Exercise A => Translate this sentence from the passage on circadian rhythms in heart pacemaker cells into Spanish: "When the expression of the circadian clock gene CLOCK is altered in the heart, the response of the heart to fatty acid, triglyceride and glycogen metabolism is altered (51)."
Exercise B => Write the next part of the passage on circadian rhythms in heart pacemaker cells, picking up after its final sentence.

Intracellular Ca2+ signaling has been implicated as a key messenger that links the core clock mechanism in SCN neurons to physiological downstream circadian oscillations (43, 44). Specifically, cytosolic Ca2+ and L-type Ca2+ current in mammalian SCN neurons are marked by diurnal and circadian fluctuations (45, 46): “L-type Ca2+ current displays a larger amplitude when the cytosolic Ca2+ increases during the day than the night”. Similarly, circadian patterns of regulation of Ca2+ channel subunits, Ca2+ current densities in embryonic chick hearts (42), and K+ channel subunit gene expression (47) have been identified in rat hearts. Note that because these experiments were performed in vivo, both intrinsic mechanisms of pacemaker cells and their modulation by the autonomic nervous system can influence the gene circadian patterns. Future research is required to determine whether the beating interval of pacemaker cells exhibits circadian variation linked to circadian variation in intracellular Ca2+, the rate of local Ca2+ release and other coupled-clock functions, and the contribution of these, to circadian variation of heart rate. Note also that circadian patterns in intracellular Ca2+, in turn, in heart pacemaker cells can affect the kinetics of posttranslational protein modification that determine the kinetics of spontaneous AP firing rate (see above).

Mini summary

 

CIRCADIAN CLOCKS AND ENERGETIC REGULATION

There is a circadian pattern of metabolic activity in the rat SCN (48). For example, “glycolysis-related energy pathway activity of SCN is higher during the day than at night” (48). In the heart’s pacemaker cells, ATP production by the mitochondria, rather than glycolysis, is largely responsible for maintaining the basal spontaneous AP firing rate (49). Nevertheless, similar to glycolysis, the mitochondrial ATP production exhibits circadian rhythms and the mitochondria can behave as individual pacemakers whose dynamics obey collective network features (50). When the expression of the circadian clock gene CLOCK is altered in the heart, the response of the heart to fatty acid, triglyceride and glycogen metabolism is altered (51). Because ATP supply matches ATP demand on a beat-to-beat basis in the heart (52), generation of ATP with circadian variation may be influenced by and influence the rate and rhythm of ATP consumption. Specifically, future work will have to investigate whether the energy balance of the heart, which is controlled by the key ATP consumer, the sarcomere (53), exhibits circadian rhythms.

Study material =>
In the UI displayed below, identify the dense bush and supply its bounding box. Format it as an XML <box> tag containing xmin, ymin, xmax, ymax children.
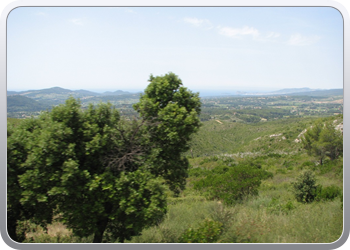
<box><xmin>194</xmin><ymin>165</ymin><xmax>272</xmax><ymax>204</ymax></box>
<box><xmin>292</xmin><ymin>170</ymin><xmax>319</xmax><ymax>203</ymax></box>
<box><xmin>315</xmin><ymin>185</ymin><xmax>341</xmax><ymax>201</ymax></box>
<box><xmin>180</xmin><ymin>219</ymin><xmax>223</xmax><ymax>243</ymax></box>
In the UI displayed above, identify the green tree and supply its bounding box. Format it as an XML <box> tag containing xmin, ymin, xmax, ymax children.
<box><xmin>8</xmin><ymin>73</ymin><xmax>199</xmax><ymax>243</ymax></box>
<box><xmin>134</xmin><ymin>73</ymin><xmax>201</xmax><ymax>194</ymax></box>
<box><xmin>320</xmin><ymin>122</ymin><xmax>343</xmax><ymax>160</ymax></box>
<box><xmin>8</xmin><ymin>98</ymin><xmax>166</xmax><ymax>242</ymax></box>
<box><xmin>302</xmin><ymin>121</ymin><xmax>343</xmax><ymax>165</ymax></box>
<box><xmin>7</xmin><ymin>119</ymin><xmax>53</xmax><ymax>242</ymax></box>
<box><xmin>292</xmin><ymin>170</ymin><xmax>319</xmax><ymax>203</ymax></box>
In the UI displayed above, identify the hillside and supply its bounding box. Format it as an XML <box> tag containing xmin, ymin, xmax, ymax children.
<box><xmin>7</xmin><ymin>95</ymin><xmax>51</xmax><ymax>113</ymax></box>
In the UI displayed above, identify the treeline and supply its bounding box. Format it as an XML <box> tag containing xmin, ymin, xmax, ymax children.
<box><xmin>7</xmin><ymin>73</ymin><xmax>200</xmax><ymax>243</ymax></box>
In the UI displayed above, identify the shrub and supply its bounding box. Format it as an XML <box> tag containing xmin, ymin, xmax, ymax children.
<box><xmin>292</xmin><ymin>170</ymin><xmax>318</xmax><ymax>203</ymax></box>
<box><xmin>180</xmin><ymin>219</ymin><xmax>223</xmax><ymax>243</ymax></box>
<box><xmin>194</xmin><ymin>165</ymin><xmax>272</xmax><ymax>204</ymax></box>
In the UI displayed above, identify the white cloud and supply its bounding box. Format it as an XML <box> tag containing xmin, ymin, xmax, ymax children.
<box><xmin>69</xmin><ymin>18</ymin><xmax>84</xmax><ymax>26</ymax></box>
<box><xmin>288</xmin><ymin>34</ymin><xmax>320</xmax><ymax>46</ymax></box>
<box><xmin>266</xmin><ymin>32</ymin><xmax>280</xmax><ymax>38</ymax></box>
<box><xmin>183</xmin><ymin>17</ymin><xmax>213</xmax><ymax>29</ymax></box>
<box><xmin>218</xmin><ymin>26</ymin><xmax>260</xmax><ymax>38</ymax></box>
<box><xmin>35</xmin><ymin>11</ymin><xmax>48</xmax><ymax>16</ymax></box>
...
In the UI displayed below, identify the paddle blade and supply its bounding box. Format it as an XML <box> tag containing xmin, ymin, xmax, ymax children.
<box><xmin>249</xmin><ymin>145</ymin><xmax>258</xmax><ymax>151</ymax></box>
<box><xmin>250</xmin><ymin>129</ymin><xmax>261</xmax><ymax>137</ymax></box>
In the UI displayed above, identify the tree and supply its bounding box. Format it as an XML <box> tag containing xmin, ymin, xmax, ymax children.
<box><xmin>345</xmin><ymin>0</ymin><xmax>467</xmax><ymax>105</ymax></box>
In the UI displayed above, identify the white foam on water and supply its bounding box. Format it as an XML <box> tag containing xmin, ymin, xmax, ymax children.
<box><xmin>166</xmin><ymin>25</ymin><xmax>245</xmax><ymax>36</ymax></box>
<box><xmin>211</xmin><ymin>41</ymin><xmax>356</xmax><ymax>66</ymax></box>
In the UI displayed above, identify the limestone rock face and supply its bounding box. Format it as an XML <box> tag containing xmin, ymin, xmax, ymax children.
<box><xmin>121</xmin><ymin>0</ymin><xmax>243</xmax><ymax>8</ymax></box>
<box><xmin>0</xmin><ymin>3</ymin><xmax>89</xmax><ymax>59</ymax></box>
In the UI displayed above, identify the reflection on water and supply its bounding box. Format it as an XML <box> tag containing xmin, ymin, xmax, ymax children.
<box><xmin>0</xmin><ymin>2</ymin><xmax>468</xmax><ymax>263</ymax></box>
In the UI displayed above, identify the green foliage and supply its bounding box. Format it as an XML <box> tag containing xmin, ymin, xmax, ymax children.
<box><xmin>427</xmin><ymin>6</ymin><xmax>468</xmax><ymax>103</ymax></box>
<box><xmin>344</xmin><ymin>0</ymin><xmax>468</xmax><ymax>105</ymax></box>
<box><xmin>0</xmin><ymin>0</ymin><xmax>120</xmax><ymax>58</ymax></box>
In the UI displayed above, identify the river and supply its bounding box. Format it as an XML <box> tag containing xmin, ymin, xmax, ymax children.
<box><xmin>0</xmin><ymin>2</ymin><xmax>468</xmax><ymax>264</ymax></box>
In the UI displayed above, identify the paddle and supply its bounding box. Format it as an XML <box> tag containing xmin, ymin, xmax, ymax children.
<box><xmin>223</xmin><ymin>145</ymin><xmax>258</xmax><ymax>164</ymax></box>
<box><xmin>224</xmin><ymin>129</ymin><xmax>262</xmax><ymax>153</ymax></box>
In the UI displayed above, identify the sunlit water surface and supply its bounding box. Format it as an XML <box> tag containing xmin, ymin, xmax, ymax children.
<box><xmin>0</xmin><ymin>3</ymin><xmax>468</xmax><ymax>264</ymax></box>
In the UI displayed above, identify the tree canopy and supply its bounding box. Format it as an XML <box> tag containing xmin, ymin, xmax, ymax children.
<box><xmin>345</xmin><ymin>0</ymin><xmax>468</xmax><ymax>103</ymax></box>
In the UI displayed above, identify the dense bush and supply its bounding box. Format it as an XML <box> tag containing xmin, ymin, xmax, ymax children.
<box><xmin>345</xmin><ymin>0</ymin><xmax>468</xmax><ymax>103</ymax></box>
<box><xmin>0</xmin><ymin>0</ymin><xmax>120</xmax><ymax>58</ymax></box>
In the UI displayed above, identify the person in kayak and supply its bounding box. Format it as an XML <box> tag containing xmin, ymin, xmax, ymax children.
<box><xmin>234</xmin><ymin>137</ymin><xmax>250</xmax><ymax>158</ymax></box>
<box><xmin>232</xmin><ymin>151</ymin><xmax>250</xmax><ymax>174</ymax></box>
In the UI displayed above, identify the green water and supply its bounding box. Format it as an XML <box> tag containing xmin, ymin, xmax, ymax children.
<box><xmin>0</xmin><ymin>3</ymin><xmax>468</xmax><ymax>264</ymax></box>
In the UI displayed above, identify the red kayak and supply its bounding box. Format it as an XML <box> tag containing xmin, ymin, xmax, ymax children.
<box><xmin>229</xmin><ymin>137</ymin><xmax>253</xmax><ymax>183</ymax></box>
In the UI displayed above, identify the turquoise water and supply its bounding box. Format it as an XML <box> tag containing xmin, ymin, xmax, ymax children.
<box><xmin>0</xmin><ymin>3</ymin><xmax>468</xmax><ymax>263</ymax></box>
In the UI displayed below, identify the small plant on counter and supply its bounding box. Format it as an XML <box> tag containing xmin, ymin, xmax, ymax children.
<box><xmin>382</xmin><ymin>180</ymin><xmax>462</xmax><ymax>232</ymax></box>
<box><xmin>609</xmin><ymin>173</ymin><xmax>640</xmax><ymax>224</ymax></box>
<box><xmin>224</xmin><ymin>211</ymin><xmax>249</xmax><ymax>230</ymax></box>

Task output A => Cuando se altera la expresión del gen del reloj circadiano CLOCK en el corazón, se altera la respuesta del corazón al metabolismo de los ácidos grasos, los triglicéridos y el glucógeno (51).

Task output B =>
In heart pacemaker cells, in addition to regulation of pacemaker AP firing rate, intracellular Ca2+ and Ca2+ activation of cAMP/PKA-CaMKII signaling are the core mechanisms that link utilization of ATP and mitochondrial ATP production (54, 55). SCN cell cultures from rat, in fact, “exhibit robust rhythms in ATP accumulation that are inversely related to the circadian variation in Ca2+” (56). Future experiments in cardiac pacemaker cells are required to verify whether circadian rhythms of the core control mechanisms that link utilization of ATP to the mitochondrial ATP production can maintain circadian rhythms of pacemaker cell activity.

Mini summary

 

CIRCADIAN CLOCK ALTERATIONS IN HEART DISEASES AND IN AGING

Elevated heart rate (57) and decreased heart rate variability (i.e. ultradian heart rate rhythm) (58) are both predictors of increased cardiovascular morbidity and mortality. Because of the links between circadian and ultradian rhythms in the heart (see above), it is not surprising that altered circadian rhythms predict increased cardiovascular morbidity and mortality in humans (59). Specifically, increased circadian rhythm variability is associated with carotid stenosis and increases in all measures of coronary atherogenesis (59). Moreover, cardiac disease event occurrence exhibits circadian variation. For example, “different cardiac diseases (coronary ischemic events, acute myocardial infarction and sudden cardiac death) in males appear to peak during transition from sleep, when the cardiac beating interval and the heart rate variability are reduced” (60).

Changes in the properties of coupled-clock mechanisms intrinsic to pacemaker cells that comprise the sinoatrial node and their impaired response to autonomic receptor stimulation have also been implicated in the changes in ultradian rhythms observed in heart diseases (5, 61). One can speculate, therefore, that changes in the properties of coupled-clock mechanisms intrinsic to pacemaker cells may also contribute to the changes of circadian rhythm observed in heart diseases.

Patients with chronic heart failure have a higher heart rate and reduced ultradian rhythm compared to healthy subjects (62): Normal circadian rhythms in the ratio of LF to HF do not occur (63). Because of an increase in sympathetic and a decrease in parasympathetic activity in heart failure patients (64), it has been assumed that a modification in the autonomic nervous impulse to pacemaker cells is the major reason for changes in ultradian and circadian rhythms. However, changes in intrinsic mechanisms in pacemaker cells have also been documented in pacemaker cells from chronic heart failure rabbits: “The spontaneous AP firing rate in isolated pacemaker cells of rabbits with heart failure is reduced compared to control (65). Moreover, membrane ionic channel remodeling of pacemaker cells accompanies heart failure (65)”. These results indicate that intrinsic clock mechanisms in the pacemaker cells reduce the heart rate and over-compensation by autonomic nervous impulses to reverse this effect leads to an increase in heart rate in vivo.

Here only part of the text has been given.